§ **Teks Sumber**:
━━━

Kebebasan pers menghadapi tantangan besar oleh menurunnya kepercayaan masyarakat, kehadiran platform digital global, serta tingginya ancaman terhadap wartawan.
Oleh
Yovita Arika
·3 menit baca
JAKARTA, KOMPAS — Reformasi telah melahirkan pers yang bebas dan pers dapat memainkan peran sebagai pilar keempat demokrasi. Namun, seiring perkembangan politik, sosial, dan ekonomi, kebebasan pers menghadapi tantangan besar oleh menurunnya kepercayaan masyarakat, kehadiran platform digital global, serta tingginya ancaman terhadap wartawan.
Kebebasan pers di Indonesia telah memberi ruang adanya dominasi pemilik modal besar di perusahaan pers yang lebih mengutamakan kepentingan ekonomi. Mereka, kata Ade Armando, dosen Ilmu Komunikasi Fakultas Ilmu Sosial dan Ilmu Politik Universitas Indonesia, mengintervensi jurnalisme untuk kepentingan pemilik modal yang tidak ada hubungannya dengan kepentingan publik.
Kondisi tersebut mempunyai andil menurunkan kepercayaan masyarakat kepada pers. Ditambah lagi, kata dia, masih ada perusahaan pers yang diisi wartawan tidak profesional, yang membuat berita dengan tidak bertanggung jawab. Pers yang bebas juga dimanfaatkan para petualang politik untuk membuat media massa dan merekrut wartawan untuk menyebarkan informasi sesuai kepentingan mereka
”Betapapun buruknya kondisi-kondisi tersebut, saya masih percaya kebebasan pers daripada pers yang terkontrol seperti pada zaman Orba. Mungkin dulu enggak ada clickbait, tetapi kita tidak mempunyai daya untuk menghadapi penguasa yang otoriter,” kata Ade dalam webinar bertema ”Masihkah Pers Menjadi Pilar Ke-4 Demokrasi?” yang diselenggarakan oleh Gerakan Alumni UI4NKRI, Rabu (8/7/2020), di Jakarta.
Pembicara lain dalam webinar ini adalah Pinckey Triputra, dosen Program Pascasarjana Ilmu Komunikasi UI; Nasir Tamara, Ketua Umum Persatuan Penulis Indonesia SATUPENA; serta Abdul Manan, Ketua Umum Aliansi Jurnalis Independen (AJI) Indonesia. Diskusi dipandu oleh Intan Nugroho, News Anchor TVRI.
Meski reformasi telah melahirkan kebebasan pers, menurut Manan, dalam perjalanan waktu justru pemerintah membuat sejumlah kebijakan yang melanggar kebebasan pers. Salah satunya adalah Undang-Undang Informasi dan Transaksi Elektronik (ITE) yang sering kali menjerat wartawan dengan tuduhan penghinaan dan pencemaran nama baik.

━━━

§ **Instruksi Tugas A**: Pilih semua baris pada entri di bawah yang mengandung kata "blanket".

(Butir yang tercantum dalam himpunan data)
━━━

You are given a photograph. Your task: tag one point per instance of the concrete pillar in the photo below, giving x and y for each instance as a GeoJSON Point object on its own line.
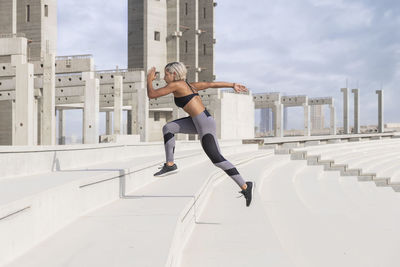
{"type": "Point", "coordinates": [278, 119]}
{"type": "Point", "coordinates": [346, 128]}
{"type": "Point", "coordinates": [24, 96]}
{"type": "Point", "coordinates": [332, 119]}
{"type": "Point", "coordinates": [61, 127]}
{"type": "Point", "coordinates": [48, 118]}
{"type": "Point", "coordinates": [380, 111]}
{"type": "Point", "coordinates": [142, 109]}
{"type": "Point", "coordinates": [129, 121]}
{"type": "Point", "coordinates": [118, 95]}
{"type": "Point", "coordinates": [91, 109]}
{"type": "Point", "coordinates": [307, 128]}
{"type": "Point", "coordinates": [108, 123]}
{"type": "Point", "coordinates": [356, 111]}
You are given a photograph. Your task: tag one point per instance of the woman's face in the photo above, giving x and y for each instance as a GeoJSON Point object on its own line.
{"type": "Point", "coordinates": [168, 77]}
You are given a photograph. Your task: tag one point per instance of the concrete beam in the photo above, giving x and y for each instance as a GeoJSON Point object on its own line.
{"type": "Point", "coordinates": [380, 111]}
{"type": "Point", "coordinates": [278, 119]}
{"type": "Point", "coordinates": [356, 111]}
{"type": "Point", "coordinates": [118, 95]}
{"type": "Point", "coordinates": [332, 120]}
{"type": "Point", "coordinates": [24, 109]}
{"type": "Point", "coordinates": [346, 127]}
{"type": "Point", "coordinates": [91, 109]}
{"type": "Point", "coordinates": [48, 117]}
{"type": "Point", "coordinates": [61, 126]}
{"type": "Point", "coordinates": [307, 128]}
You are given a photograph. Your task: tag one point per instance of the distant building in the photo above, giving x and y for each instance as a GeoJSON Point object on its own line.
{"type": "Point", "coordinates": [164, 31]}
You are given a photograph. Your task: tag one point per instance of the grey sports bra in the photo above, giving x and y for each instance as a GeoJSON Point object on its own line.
{"type": "Point", "coordinates": [183, 100]}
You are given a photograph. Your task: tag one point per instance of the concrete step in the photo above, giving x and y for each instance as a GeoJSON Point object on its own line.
{"type": "Point", "coordinates": [34, 207]}
{"type": "Point", "coordinates": [156, 218]}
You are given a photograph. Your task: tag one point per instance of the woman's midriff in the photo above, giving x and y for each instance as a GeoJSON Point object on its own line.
{"type": "Point", "coordinates": [194, 107]}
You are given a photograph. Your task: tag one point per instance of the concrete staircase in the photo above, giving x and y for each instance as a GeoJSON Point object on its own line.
{"type": "Point", "coordinates": [33, 208]}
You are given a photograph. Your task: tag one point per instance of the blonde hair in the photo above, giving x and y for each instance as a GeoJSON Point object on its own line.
{"type": "Point", "coordinates": [178, 68]}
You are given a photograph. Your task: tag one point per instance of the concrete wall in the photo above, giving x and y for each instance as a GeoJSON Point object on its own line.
{"type": "Point", "coordinates": [155, 127]}
{"type": "Point", "coordinates": [189, 40]}
{"type": "Point", "coordinates": [206, 40]}
{"type": "Point", "coordinates": [145, 18]}
{"type": "Point", "coordinates": [40, 29]}
{"type": "Point", "coordinates": [236, 116]}
{"type": "Point", "coordinates": [6, 122]}
{"type": "Point", "coordinates": [136, 29]}
{"type": "Point", "coordinates": [6, 16]}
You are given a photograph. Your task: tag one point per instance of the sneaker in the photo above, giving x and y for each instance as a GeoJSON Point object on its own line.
{"type": "Point", "coordinates": [248, 193]}
{"type": "Point", "coordinates": [166, 170]}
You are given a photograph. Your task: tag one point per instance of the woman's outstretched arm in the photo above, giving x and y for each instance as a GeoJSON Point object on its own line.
{"type": "Point", "coordinates": [205, 85]}
{"type": "Point", "coordinates": [151, 92]}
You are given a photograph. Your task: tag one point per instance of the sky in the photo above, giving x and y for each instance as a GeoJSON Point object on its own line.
{"type": "Point", "coordinates": [296, 47]}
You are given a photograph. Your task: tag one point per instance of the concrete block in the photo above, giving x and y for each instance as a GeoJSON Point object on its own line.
{"type": "Point", "coordinates": [351, 172]}
{"type": "Point", "coordinates": [290, 145]}
{"type": "Point", "coordinates": [312, 143]}
{"type": "Point", "coordinates": [381, 181]}
{"type": "Point", "coordinates": [298, 155]}
{"type": "Point", "coordinates": [313, 159]}
{"type": "Point", "coordinates": [282, 151]}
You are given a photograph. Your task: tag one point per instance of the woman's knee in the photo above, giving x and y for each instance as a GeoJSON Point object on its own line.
{"type": "Point", "coordinates": [167, 129]}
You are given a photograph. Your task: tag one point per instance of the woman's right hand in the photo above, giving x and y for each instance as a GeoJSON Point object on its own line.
{"type": "Point", "coordinates": [239, 88]}
{"type": "Point", "coordinates": [151, 75]}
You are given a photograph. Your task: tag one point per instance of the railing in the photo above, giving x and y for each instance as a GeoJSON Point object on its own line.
{"type": "Point", "coordinates": [12, 35]}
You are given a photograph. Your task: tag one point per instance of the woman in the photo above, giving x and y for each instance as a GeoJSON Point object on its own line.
{"type": "Point", "coordinates": [199, 122]}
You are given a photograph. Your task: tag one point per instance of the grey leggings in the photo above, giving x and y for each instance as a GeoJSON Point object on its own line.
{"type": "Point", "coordinates": [203, 125]}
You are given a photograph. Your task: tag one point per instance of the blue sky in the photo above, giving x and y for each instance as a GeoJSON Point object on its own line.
{"type": "Point", "coordinates": [311, 47]}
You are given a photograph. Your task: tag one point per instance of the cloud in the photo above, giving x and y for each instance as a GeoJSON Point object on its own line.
{"type": "Point", "coordinates": [311, 47]}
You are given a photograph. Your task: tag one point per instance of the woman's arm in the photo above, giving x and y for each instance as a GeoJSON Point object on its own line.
{"type": "Point", "coordinates": [205, 85]}
{"type": "Point", "coordinates": [151, 92]}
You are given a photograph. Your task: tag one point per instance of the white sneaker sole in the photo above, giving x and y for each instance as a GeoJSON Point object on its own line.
{"type": "Point", "coordinates": [166, 174]}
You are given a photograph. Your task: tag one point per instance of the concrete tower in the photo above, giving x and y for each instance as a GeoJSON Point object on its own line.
{"type": "Point", "coordinates": [173, 30]}
{"type": "Point", "coordinates": [37, 19]}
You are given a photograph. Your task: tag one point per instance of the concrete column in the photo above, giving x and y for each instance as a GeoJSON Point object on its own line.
{"type": "Point", "coordinates": [48, 120]}
{"type": "Point", "coordinates": [356, 111]}
{"type": "Point", "coordinates": [91, 109]}
{"type": "Point", "coordinates": [24, 95]}
{"type": "Point", "coordinates": [108, 123]}
{"type": "Point", "coordinates": [129, 121]}
{"type": "Point", "coordinates": [332, 119]}
{"type": "Point", "coordinates": [278, 119]}
{"type": "Point", "coordinates": [142, 109]}
{"type": "Point", "coordinates": [307, 128]}
{"type": "Point", "coordinates": [380, 111]}
{"type": "Point", "coordinates": [345, 92]}
{"type": "Point", "coordinates": [61, 127]}
{"type": "Point", "coordinates": [118, 95]}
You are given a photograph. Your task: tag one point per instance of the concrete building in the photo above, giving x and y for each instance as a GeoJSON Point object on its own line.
{"type": "Point", "coordinates": [166, 31]}
{"type": "Point", "coordinates": [317, 117]}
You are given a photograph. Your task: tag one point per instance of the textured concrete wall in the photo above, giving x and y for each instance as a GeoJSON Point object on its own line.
{"type": "Point", "coordinates": [206, 40]}
{"type": "Point", "coordinates": [136, 30]}
{"type": "Point", "coordinates": [237, 116]}
{"type": "Point", "coordinates": [189, 40]}
{"type": "Point", "coordinates": [173, 31]}
{"type": "Point", "coordinates": [40, 29]}
{"type": "Point", "coordinates": [6, 16]}
{"type": "Point", "coordinates": [6, 122]}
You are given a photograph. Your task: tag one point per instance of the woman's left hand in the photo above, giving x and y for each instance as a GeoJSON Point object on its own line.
{"type": "Point", "coordinates": [151, 75]}
{"type": "Point", "coordinates": [239, 88]}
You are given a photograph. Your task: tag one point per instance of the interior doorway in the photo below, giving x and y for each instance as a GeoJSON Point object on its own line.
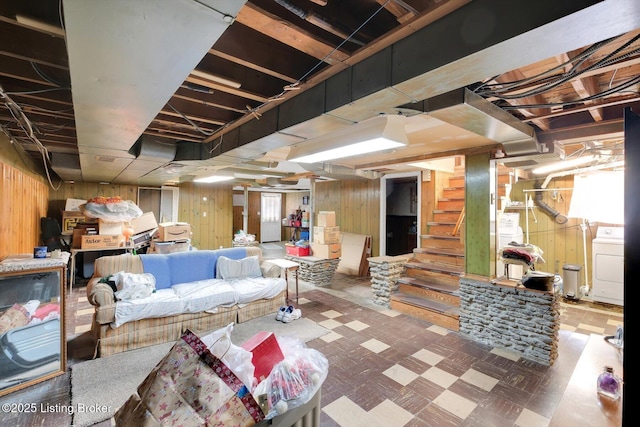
{"type": "Point", "coordinates": [270, 217]}
{"type": "Point", "coordinates": [400, 213]}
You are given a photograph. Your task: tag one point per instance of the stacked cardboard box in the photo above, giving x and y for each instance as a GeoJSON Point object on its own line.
{"type": "Point", "coordinates": [173, 231]}
{"type": "Point", "coordinates": [326, 237]}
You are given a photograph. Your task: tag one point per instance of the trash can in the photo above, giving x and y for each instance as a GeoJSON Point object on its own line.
{"type": "Point", "coordinates": [571, 281]}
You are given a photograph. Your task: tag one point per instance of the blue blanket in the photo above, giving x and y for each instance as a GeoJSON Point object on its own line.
{"type": "Point", "coordinates": [184, 267]}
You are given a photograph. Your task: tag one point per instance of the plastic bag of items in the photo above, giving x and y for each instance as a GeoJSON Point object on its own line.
{"type": "Point", "coordinates": [111, 209]}
{"type": "Point", "coordinates": [293, 381]}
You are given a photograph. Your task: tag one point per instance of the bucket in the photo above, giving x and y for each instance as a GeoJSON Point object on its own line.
{"type": "Point", "coordinates": [40, 252]}
{"type": "Point", "coordinates": [571, 280]}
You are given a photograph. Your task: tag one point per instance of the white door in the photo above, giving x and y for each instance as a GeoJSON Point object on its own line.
{"type": "Point", "coordinates": [270, 217]}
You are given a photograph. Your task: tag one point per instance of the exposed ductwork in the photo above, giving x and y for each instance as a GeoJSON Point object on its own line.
{"type": "Point", "coordinates": [466, 110]}
{"type": "Point", "coordinates": [142, 62]}
{"type": "Point", "coordinates": [557, 216]}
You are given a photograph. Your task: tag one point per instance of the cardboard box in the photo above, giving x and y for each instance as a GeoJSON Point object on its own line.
{"type": "Point", "coordinates": [169, 247]}
{"type": "Point", "coordinates": [169, 231]}
{"type": "Point", "coordinates": [265, 353]}
{"type": "Point", "coordinates": [326, 235]}
{"type": "Point", "coordinates": [74, 204]}
{"type": "Point", "coordinates": [110, 228]}
{"type": "Point", "coordinates": [326, 219]}
{"type": "Point", "coordinates": [81, 229]}
{"type": "Point", "coordinates": [70, 219]}
{"type": "Point", "coordinates": [98, 241]}
{"type": "Point", "coordinates": [296, 250]}
{"type": "Point", "coordinates": [331, 251]}
{"type": "Point", "coordinates": [145, 222]}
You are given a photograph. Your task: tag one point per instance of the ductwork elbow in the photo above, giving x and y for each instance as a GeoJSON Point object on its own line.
{"type": "Point", "coordinates": [557, 216]}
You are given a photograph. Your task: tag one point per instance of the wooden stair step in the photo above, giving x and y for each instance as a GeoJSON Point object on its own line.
{"type": "Point", "coordinates": [440, 251]}
{"type": "Point", "coordinates": [437, 236]}
{"type": "Point", "coordinates": [439, 287]}
{"type": "Point", "coordinates": [436, 313]}
{"type": "Point", "coordinates": [432, 266]}
{"type": "Point", "coordinates": [436, 306]}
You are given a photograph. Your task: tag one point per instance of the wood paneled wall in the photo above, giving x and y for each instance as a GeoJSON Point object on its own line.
{"type": "Point", "coordinates": [356, 204]}
{"type": "Point", "coordinates": [209, 210]}
{"type": "Point", "coordinates": [23, 201]}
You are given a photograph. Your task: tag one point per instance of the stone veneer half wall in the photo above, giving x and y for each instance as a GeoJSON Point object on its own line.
{"type": "Point", "coordinates": [510, 317]}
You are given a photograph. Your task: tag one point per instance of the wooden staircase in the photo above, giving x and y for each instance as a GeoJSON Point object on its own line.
{"type": "Point", "coordinates": [429, 288]}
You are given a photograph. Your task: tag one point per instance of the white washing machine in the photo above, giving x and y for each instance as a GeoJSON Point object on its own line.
{"type": "Point", "coordinates": [608, 265]}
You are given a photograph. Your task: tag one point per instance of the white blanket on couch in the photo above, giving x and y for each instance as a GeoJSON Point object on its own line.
{"type": "Point", "coordinates": [195, 297]}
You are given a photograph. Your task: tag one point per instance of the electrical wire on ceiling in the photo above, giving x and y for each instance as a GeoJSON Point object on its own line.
{"type": "Point", "coordinates": [195, 126]}
{"type": "Point", "coordinates": [44, 76]}
{"type": "Point", "coordinates": [493, 89]}
{"type": "Point", "coordinates": [254, 111]}
{"type": "Point", "coordinates": [546, 82]}
{"type": "Point", "coordinates": [30, 130]}
{"type": "Point", "coordinates": [599, 95]}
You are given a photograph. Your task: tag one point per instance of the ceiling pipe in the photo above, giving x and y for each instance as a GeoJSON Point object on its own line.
{"type": "Point", "coordinates": [619, 163]}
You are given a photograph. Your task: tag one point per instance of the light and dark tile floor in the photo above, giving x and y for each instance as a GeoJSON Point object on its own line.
{"type": "Point", "coordinates": [389, 369]}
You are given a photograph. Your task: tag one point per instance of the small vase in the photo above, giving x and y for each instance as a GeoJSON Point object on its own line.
{"type": "Point", "coordinates": [609, 384]}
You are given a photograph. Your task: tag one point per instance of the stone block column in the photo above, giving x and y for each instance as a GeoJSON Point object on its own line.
{"type": "Point", "coordinates": [385, 271]}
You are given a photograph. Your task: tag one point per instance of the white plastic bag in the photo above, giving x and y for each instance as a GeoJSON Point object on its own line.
{"type": "Point", "coordinates": [235, 357]}
{"type": "Point", "coordinates": [296, 379]}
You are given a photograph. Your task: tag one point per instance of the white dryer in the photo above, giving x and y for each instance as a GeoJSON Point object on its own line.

━━━

§ **Instruksi Tugas B**: Dalam artikel tentang kebebasan pers, siapa yang memandu diskusi pada webinar itu?

§ **Jawaban Akhir A**:
You are given a photograph. Your task: tag one point per instance of the blue blanket in the photo above, giving x and y for each instance as a GeoJSON Point object on its own line.
You are given a photograph. Your task: tag one point per instance of the white blanket on couch in the photo above, giving x and y for each instance as a GeoJSON Point object on its own line.

§ **Jawaban Akhir B**: Intan Nugroho, News Anchor TVRI.